Quoted passage:
[Start of section]

Network slicing creates the actual underlying capability, a dedicated, performance-guaranteed virtual network for a specific purpose, while network APIs are often the mechanism by which a third-party developer actually requests and uses that capability programmatically, without needing to understand or manage the underlying slicing infrastructure directly. A quality-on-demand API, for example, might let a video conferencing app request guaranteed low latency for an important call, with that request fulfilled behind the scenes by the operator’s slicing infrastructure. This pairing is central to how operators are trying to monetize their 5G Standalone investments: slicing creates differentiated network capabilities, and APIs are the commercial and technical interface that makes those capabilities accessible and billable to outside developers.
What’s stopping network APIs from being adopted faster?
Adoption has been slower than initial industry enthusiasm suggested, for a few recurring reasons. Developers building global products need consistent behavior across operators and countries, and while standardization initiatives like Open Gateway aim to solve this, achieving true consistency across dozens of carriers, each with their own legacy systems and commercial priorities, takes time. There’s also a chicken-and-egg dynamic: developers are hesitant to build products around APIs that aren’t yet universally available, while operators are cautious about investing heavily in API infrastructure without proven developer demand. Pricing adds another layer of friction, since operators are still experimenting with how to price access in a way that’s attractive to developers while still generating meaningful revenue relative to infrastructure cost.
Who are the typical customers building on top of telecom network APIs?
Customers span a range of industries, but financial services and fraud prevention have been the earliest and most consistent adopters, using number verification and SIM swap detection to reduce account-takeover and transaction fraud. Logistics, delivery, and ride-sharing companies are major users of location-based APIs for real-time tracking and route optimization. Gaming and entertainment companies are increasingly interested in quality-on-demand APIs to guarantee performance for latency-sensitive applications like cloud gaming. Beyond individual companies, aggregator platforms have emerged specifically to combine APIs from multiple operators into a single access point, letting developers integrate once and reach users across many carriers and countries without managing separate relationships with each one.

[End of section]

Exercise details: Please answer from the passage on telecom network APIs: which sectors have been the earliest and most consistent adopters?

Data shown:

[Start of section]

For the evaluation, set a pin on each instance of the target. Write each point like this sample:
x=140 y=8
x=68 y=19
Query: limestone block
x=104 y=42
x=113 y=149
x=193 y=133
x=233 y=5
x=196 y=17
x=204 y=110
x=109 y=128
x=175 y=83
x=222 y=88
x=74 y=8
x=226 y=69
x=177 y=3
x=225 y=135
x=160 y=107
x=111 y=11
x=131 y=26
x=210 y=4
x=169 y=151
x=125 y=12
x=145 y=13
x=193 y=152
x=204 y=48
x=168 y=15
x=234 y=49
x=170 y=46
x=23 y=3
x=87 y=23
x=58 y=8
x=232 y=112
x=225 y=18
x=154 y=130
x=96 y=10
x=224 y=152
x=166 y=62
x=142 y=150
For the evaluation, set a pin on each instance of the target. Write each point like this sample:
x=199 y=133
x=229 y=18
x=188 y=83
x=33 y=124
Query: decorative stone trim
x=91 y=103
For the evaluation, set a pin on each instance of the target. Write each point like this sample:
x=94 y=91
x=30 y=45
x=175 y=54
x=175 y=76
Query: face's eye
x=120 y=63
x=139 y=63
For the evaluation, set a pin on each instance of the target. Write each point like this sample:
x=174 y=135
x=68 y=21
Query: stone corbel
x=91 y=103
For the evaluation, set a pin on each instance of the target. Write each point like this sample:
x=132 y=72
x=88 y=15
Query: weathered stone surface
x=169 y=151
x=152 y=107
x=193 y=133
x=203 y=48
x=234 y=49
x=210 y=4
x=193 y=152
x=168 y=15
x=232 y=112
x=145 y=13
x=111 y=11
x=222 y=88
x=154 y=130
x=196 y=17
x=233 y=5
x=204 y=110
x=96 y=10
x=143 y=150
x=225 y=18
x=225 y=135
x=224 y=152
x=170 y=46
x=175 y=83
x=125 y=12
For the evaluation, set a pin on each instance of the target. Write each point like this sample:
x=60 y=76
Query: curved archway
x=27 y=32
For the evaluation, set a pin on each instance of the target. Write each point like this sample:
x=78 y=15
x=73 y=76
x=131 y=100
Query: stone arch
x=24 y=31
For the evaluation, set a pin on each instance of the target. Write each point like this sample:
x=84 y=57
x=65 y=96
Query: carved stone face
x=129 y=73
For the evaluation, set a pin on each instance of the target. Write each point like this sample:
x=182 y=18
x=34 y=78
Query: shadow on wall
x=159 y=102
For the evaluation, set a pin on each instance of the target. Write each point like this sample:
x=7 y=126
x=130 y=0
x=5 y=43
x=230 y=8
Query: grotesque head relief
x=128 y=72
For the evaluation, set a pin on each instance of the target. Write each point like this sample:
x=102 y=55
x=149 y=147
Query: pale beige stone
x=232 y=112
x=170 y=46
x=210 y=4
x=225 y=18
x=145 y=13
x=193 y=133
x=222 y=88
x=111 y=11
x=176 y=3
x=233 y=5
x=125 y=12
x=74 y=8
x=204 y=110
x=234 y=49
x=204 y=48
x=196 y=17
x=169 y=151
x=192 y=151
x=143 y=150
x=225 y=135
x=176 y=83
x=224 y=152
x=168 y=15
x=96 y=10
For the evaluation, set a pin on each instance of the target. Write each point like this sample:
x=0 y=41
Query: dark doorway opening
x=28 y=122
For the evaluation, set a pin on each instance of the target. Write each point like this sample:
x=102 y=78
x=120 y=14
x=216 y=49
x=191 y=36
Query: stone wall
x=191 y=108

[End of section]

Solved exercise: Financial services and fraud prevention.